(Point-per-instance localization data)
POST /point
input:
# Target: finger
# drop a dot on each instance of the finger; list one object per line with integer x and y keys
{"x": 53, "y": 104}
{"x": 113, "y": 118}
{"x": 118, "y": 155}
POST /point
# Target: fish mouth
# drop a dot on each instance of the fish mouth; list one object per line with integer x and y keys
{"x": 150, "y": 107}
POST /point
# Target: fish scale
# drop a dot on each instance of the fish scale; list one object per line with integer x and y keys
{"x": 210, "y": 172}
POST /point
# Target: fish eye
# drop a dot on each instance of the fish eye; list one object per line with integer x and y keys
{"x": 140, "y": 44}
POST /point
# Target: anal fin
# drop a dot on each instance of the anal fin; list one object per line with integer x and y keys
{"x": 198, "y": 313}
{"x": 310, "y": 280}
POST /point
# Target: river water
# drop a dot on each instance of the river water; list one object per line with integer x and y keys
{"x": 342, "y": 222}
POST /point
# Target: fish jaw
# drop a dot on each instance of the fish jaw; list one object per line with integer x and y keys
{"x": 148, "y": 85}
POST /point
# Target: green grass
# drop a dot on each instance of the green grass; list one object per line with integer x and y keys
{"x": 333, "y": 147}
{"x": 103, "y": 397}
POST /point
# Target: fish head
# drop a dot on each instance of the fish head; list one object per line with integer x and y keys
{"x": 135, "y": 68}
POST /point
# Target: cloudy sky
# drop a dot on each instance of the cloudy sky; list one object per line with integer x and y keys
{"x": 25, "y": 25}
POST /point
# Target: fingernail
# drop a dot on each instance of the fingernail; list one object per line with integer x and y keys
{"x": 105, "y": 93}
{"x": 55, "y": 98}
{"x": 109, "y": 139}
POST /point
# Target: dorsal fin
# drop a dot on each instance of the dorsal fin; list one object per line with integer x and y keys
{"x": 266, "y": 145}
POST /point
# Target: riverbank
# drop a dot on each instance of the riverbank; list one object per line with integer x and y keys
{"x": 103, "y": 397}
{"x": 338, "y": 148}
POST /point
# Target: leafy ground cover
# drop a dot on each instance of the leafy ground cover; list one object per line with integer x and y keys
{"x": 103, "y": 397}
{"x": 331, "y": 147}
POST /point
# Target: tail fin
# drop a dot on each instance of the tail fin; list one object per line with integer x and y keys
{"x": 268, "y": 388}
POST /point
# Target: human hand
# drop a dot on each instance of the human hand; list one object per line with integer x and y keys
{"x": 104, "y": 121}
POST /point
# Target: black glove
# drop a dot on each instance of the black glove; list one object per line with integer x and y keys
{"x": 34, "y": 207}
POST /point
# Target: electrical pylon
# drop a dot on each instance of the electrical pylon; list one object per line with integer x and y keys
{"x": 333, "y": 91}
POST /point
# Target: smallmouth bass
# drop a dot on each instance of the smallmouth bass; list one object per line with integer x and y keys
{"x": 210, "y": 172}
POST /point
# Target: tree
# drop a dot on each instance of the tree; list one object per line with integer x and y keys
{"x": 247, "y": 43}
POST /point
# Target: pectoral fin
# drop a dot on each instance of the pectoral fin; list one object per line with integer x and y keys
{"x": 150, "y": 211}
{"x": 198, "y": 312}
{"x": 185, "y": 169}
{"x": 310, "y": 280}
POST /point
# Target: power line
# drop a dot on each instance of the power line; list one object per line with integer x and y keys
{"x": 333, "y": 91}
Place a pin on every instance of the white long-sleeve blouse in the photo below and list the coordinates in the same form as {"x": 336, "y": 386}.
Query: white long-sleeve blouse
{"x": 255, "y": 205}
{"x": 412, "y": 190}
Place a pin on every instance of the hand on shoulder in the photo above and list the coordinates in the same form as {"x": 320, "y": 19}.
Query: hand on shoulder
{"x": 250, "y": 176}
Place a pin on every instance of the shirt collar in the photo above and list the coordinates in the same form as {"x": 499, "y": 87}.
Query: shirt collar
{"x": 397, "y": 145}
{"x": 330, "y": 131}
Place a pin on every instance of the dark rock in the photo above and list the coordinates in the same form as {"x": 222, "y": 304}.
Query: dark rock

» Problem statement: The response should reproduce every entry above exactly.

» Written solution:
POST /point
input:
# Target: finger
# drop a dot on each instance of the finger; list one object per line with integer x and y keys
{"x": 53, "y": 104}
{"x": 113, "y": 118}
{"x": 118, "y": 155}
POST /point
# Target: fish mouth
# drop a dot on each instance of the fish mouth; list one object per line with integer x and y keys
{"x": 150, "y": 107}
POST /point
# Target: fish scale
# drop a dot on each instance of the fish scale; list one object per line with integer x and y keys
{"x": 210, "y": 172}
POST /point
# Target: fish eye
# drop a dot on each instance of the fish eye; list one object per line with integer x and y keys
{"x": 140, "y": 44}
POST /point
# Target: anal fin
# drop a dot on each instance of the anal fin; list one object per line with integer x and y keys
{"x": 198, "y": 313}
{"x": 310, "y": 280}
POST /point
# Target: river water
# drop a dot on each instance of the river water; list one object per line with integer x and y keys
{"x": 342, "y": 222}
POST /point
# Target: fish jaw
# drop a dot on each instance of the fish jaw; list one object per line with integer x and y keys
{"x": 148, "y": 85}
POST /point
# Target: green grass
# drop a dot on each instance of the green grass; list one object per line with integer x and y keys
{"x": 333, "y": 147}
{"x": 103, "y": 397}
POST /point
# Target: fish head
# drop a dot on each instance of the fish head; list one object per line with integer x and y keys
{"x": 135, "y": 68}
POST /point
# Target: cloudy sky
# drop a dot on each instance of the cloudy sky; list one object per line with integer x and y keys
{"x": 25, "y": 25}
POST /point
# Target: fingernail
# drop a dot on each instance of the fingernail; list one object per line with integer x and y keys
{"x": 105, "y": 93}
{"x": 55, "y": 98}
{"x": 109, "y": 139}
POST /point
# Target: dorsal fin
# drop a dot on each instance of the dorsal fin; list one object per line with integer x and y keys
{"x": 266, "y": 145}
POST /point
# Target: riverbank
# drop a dot on each instance of the riverbank; list one object per line with integer x and y keys
{"x": 103, "y": 397}
{"x": 338, "y": 148}
POST /point
# Target: leafy ground cover
# drop a dot on each instance of the leafy ground cover; list one object per line with integer x and y keys
{"x": 103, "y": 397}
{"x": 331, "y": 147}
POST /point
# Target: tail fin
# drop a dot on each instance of the tail fin; list one object per line with integer x and y keys
{"x": 268, "y": 388}
POST /point
# Target: human hand
# drop a dot on each instance of the human hand; list one object per line with integer x and y keys
{"x": 104, "y": 121}
POST /point
# Target: black glove
# drop a dot on each instance of the black glove; list one object per line with integer x and y keys
{"x": 34, "y": 207}
POST /point
# Target: electrical pylon
# drop a dot on each instance of the electrical pylon; list one object per line with integer x and y keys
{"x": 333, "y": 91}
POST /point
# Target: smallmouth bass
# drop a dot on each instance of the smallmouth bass; list one object per line with integer x and y keys
{"x": 210, "y": 172}
POST /point
# Target: tree
# drop a dot on each instance of the tree; list one object per line with integer x and y keys
{"x": 247, "y": 43}
POST /point
# Target: pectoral fin
# drop a dot on each instance of the pectoral fin; list one object per line with integer x and y keys
{"x": 150, "y": 211}
{"x": 198, "y": 312}
{"x": 185, "y": 169}
{"x": 310, "y": 280}
POST /point
# Target: power line
# drop a dot on each instance of the power line; list one object per line with integer x and y keys
{"x": 333, "y": 91}
Place a pin on every instance of the white long-sleeve blouse in the photo below and list the coordinates in the same form as {"x": 336, "y": 386}.
Query: white long-sleeve blouse
{"x": 255, "y": 205}
{"x": 412, "y": 190}
Place a pin on every instance of the hand on shoulder in the photo above and list the coordinates in the same form as {"x": 320, "y": 19}.
Query: hand on shoulder
{"x": 250, "y": 176}
Place a pin on every instance of the shirt collar in the photo above and list the coordinates in the same form as {"x": 499, "y": 87}.
Query: shirt collar
{"x": 397, "y": 145}
{"x": 330, "y": 131}
Place a pin on every instance of the dark rock in the photo above and list the coordinates in the same form as {"x": 222, "y": 304}.
Query: dark rock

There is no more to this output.